BEGIN
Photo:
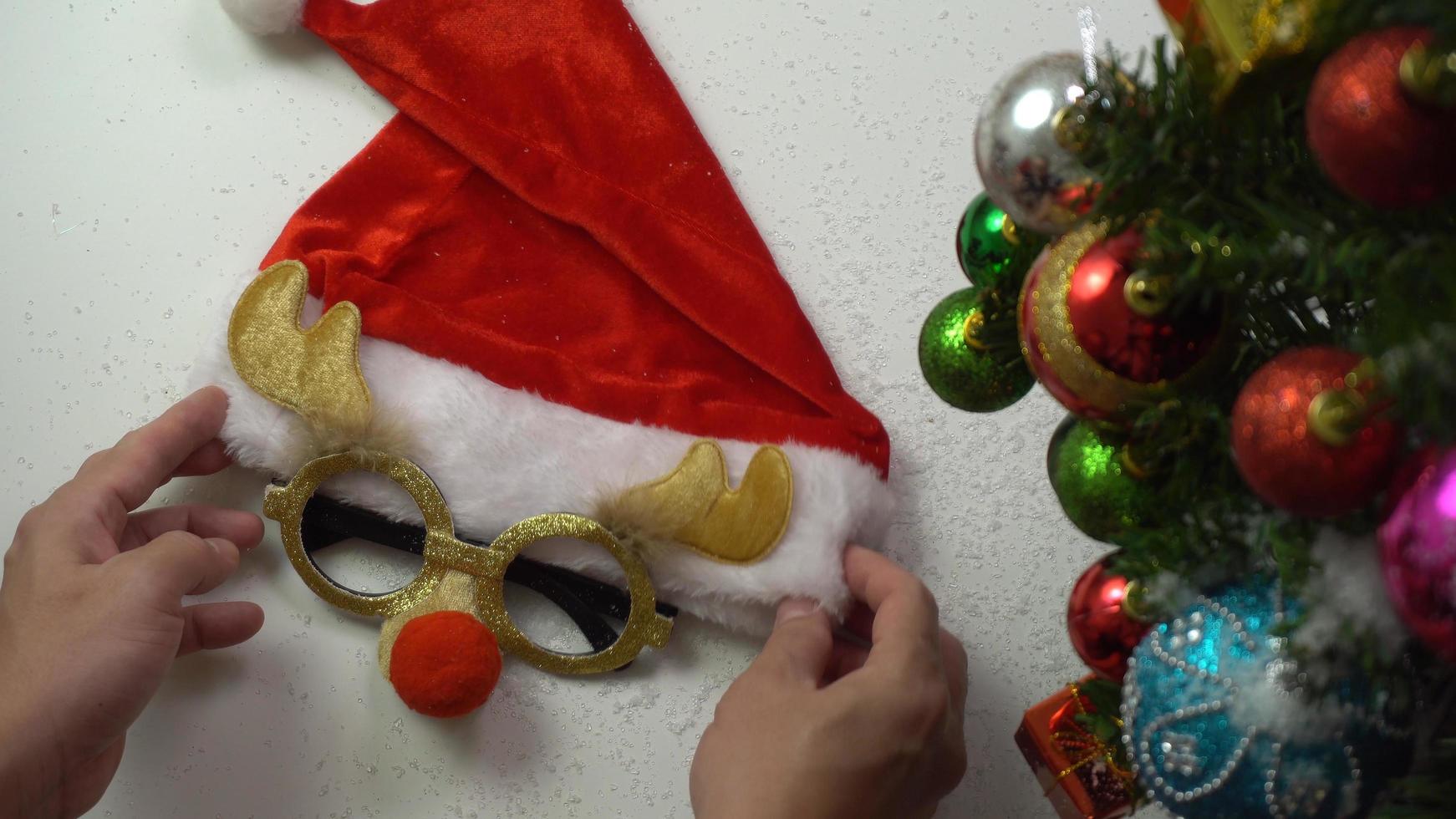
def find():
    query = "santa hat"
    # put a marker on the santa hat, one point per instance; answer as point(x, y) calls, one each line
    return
point(563, 298)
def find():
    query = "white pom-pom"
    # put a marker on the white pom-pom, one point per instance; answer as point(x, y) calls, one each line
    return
point(265, 17)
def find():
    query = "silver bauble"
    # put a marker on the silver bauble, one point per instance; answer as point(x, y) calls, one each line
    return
point(1024, 166)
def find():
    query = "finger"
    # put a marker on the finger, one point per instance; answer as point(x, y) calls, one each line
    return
point(178, 563)
point(800, 644)
point(207, 459)
point(957, 669)
point(859, 622)
point(147, 457)
point(906, 617)
point(219, 624)
point(242, 528)
point(845, 658)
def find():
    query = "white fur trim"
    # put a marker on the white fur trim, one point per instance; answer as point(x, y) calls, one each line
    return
point(501, 455)
point(265, 17)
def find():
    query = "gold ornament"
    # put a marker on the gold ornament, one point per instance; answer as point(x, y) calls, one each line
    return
point(1057, 347)
point(1242, 35)
point(694, 505)
point(1430, 76)
point(447, 556)
point(316, 371)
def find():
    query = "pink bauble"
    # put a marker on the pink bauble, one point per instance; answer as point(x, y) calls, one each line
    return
point(1418, 553)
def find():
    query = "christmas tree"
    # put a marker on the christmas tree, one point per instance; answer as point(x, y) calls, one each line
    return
point(1234, 261)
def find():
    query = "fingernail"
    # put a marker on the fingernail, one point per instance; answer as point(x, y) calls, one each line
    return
point(794, 608)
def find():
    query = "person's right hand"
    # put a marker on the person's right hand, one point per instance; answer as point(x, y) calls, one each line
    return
point(817, 728)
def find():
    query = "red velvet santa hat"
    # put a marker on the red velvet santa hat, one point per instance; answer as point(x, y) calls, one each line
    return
point(561, 292)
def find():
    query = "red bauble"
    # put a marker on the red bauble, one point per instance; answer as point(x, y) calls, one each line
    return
point(1040, 364)
point(1373, 140)
point(1102, 633)
point(1143, 348)
point(1085, 341)
point(1285, 461)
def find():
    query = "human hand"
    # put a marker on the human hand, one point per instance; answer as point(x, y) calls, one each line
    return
point(817, 728)
point(90, 607)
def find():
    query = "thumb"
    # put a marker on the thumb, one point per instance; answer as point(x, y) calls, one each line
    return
point(180, 563)
point(801, 642)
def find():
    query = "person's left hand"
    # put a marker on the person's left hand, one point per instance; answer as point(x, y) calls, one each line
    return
point(92, 611)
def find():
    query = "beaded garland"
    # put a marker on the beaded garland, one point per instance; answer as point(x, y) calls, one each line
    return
point(1216, 720)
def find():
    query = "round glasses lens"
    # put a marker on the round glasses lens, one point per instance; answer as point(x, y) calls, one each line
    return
point(353, 532)
point(563, 611)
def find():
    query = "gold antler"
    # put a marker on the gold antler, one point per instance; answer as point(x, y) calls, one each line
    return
point(694, 505)
point(316, 371)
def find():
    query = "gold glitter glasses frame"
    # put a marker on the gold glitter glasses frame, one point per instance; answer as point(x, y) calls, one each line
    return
point(486, 565)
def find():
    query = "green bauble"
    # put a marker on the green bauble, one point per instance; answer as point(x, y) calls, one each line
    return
point(983, 242)
point(1098, 491)
point(960, 363)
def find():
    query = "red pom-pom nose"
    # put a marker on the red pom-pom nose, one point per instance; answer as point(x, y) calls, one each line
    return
point(445, 664)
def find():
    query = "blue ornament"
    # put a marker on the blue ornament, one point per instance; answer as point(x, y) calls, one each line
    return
point(1218, 722)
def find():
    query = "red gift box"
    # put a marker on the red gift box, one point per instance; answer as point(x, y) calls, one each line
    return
point(1082, 776)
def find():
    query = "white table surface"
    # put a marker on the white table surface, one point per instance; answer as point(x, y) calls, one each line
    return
point(150, 150)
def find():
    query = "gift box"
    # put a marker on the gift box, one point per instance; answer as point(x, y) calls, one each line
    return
point(1082, 776)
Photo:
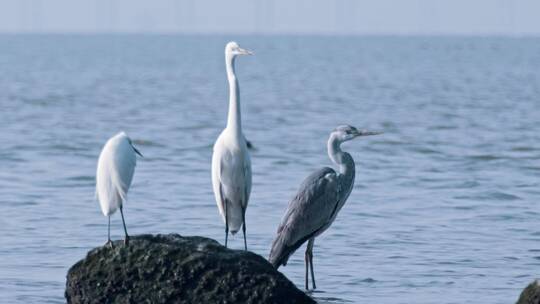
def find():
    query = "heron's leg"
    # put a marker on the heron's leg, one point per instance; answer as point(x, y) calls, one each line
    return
point(109, 242)
point(310, 248)
point(244, 227)
point(226, 223)
point(126, 240)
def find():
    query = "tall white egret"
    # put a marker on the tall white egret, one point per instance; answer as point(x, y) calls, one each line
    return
point(317, 202)
point(115, 169)
point(231, 165)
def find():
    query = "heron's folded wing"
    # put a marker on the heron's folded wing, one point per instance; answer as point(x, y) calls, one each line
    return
point(308, 212)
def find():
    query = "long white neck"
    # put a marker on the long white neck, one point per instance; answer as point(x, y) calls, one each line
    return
point(343, 159)
point(234, 121)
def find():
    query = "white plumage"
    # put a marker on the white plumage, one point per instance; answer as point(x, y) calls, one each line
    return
point(231, 165)
point(115, 169)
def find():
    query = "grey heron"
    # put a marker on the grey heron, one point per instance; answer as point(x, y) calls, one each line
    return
point(115, 169)
point(317, 203)
point(231, 165)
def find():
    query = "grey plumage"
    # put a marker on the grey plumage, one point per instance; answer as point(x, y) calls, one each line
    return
point(317, 203)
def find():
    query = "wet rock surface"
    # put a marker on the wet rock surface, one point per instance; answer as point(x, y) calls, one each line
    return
point(175, 269)
point(531, 294)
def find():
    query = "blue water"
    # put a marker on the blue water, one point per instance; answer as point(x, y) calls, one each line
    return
point(445, 205)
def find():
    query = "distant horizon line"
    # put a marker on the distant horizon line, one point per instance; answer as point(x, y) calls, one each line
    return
point(291, 33)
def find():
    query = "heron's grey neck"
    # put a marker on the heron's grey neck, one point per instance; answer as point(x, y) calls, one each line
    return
point(234, 121)
point(343, 159)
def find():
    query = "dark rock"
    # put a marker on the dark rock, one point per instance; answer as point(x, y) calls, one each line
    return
point(531, 294)
point(176, 269)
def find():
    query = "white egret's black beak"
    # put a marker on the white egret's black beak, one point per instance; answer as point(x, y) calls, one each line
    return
point(136, 151)
point(367, 133)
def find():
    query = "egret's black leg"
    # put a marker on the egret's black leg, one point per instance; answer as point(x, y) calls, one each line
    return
point(126, 240)
point(109, 242)
point(226, 224)
point(244, 227)
point(310, 248)
point(307, 266)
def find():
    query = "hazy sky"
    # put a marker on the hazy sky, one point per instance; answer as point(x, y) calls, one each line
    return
point(508, 17)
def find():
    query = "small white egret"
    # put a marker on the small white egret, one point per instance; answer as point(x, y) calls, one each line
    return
point(317, 202)
point(115, 169)
point(231, 165)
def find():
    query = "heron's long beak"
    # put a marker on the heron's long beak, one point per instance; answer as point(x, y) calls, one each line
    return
point(242, 51)
point(137, 151)
point(367, 133)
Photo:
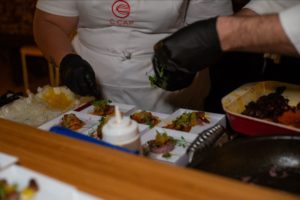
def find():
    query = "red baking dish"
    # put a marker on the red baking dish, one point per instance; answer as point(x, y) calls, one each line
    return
point(234, 103)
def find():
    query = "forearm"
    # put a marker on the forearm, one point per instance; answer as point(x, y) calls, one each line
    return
point(52, 38)
point(254, 34)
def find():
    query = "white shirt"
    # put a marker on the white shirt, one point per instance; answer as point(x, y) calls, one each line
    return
point(117, 37)
point(289, 14)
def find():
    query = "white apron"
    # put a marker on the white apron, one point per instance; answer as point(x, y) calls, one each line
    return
point(117, 36)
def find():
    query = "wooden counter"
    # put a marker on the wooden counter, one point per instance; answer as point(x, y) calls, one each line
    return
point(111, 174)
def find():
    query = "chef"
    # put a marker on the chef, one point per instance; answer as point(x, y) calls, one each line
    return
point(113, 45)
point(269, 27)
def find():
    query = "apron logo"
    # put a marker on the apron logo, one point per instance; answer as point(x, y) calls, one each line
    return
point(121, 9)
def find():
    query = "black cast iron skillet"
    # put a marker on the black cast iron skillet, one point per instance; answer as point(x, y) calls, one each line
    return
point(272, 161)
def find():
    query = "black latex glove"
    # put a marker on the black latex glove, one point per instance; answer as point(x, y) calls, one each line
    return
point(180, 56)
point(78, 75)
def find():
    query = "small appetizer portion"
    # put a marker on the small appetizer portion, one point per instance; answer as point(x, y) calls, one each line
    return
point(162, 144)
point(144, 117)
point(72, 122)
point(187, 120)
point(12, 191)
point(102, 107)
point(103, 121)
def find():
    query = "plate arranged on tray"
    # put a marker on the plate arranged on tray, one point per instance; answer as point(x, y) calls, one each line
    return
point(192, 121)
point(84, 123)
point(147, 119)
point(167, 145)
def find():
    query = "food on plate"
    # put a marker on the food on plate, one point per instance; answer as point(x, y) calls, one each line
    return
point(144, 117)
point(36, 109)
point(291, 118)
point(268, 106)
point(103, 121)
point(187, 120)
point(103, 108)
point(13, 192)
point(162, 144)
point(274, 107)
point(72, 122)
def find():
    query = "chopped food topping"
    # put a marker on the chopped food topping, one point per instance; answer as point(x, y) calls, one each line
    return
point(72, 122)
point(162, 144)
point(187, 120)
point(102, 107)
point(274, 107)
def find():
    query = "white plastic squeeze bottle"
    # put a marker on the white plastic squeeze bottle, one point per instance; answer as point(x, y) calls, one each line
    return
point(122, 131)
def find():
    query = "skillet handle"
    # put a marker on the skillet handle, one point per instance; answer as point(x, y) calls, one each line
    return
point(205, 140)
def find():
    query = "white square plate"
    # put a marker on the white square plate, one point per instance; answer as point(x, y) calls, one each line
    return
point(91, 122)
point(178, 154)
point(214, 119)
point(49, 188)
END
**Task statement**
Repeat, line for line and exactly, the material from its first line through the line that contains "# put a marker on the gold ornament, one", both ends included; no pictures belong in the copy.

**Task output**
Photo:
def find():
    query = "santa hat"
    # put a marker on the santa hat, one point per instance; answer as point(x, y) calls, one each line
    return
point(563, 298)
def find():
    query = "white pom-pom"
    # put a marker on the white pom-pom, one point per instance; answer as point(x, y) calls, one each line
    return
point(265, 17)
def find():
    query = "silver bauble"
    # put a marker on the silver bauble, one point per instance; answer as point(x, y) calls, one each line
    return
point(1024, 166)
def find():
    query = "finger"
    # put a marker on the finger, one point per instance; answer as point(x, y) calls, one each line
    return
point(178, 563)
point(800, 644)
point(207, 459)
point(957, 669)
point(859, 622)
point(147, 457)
point(906, 617)
point(219, 624)
point(242, 528)
point(845, 658)
def find():
    query = "white fur trim"
    # put a marker on the white fur trim, one point per instance; answer as point(x, y) calls, one each line
    return
point(501, 455)
point(265, 17)
def find():
    query = "gold ornament"
    # put a marker on the gold ornament, one point per instance; answer as point(x, y) calls, one each line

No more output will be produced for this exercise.